How many lines below hold "ground"? Answer with only the number.

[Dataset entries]
[Start of section]
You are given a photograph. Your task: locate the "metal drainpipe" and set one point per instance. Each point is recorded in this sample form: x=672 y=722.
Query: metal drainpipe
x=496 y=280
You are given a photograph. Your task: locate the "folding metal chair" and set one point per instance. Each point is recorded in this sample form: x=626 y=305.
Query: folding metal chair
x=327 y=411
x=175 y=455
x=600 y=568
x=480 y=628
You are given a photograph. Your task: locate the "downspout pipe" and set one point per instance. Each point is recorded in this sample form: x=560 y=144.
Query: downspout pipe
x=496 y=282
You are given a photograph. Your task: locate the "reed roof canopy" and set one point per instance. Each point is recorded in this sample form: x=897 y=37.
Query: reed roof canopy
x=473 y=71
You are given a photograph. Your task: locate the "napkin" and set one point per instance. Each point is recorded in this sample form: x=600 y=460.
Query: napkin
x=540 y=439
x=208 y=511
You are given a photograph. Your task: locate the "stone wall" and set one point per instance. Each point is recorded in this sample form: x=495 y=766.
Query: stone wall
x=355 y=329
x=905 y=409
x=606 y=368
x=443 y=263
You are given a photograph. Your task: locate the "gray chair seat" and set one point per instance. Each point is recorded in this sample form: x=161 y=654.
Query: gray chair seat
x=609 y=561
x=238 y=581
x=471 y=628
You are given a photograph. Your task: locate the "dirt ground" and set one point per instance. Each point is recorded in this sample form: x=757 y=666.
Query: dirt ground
[End of section]
RESULT FOR THIS EXERCISE:
2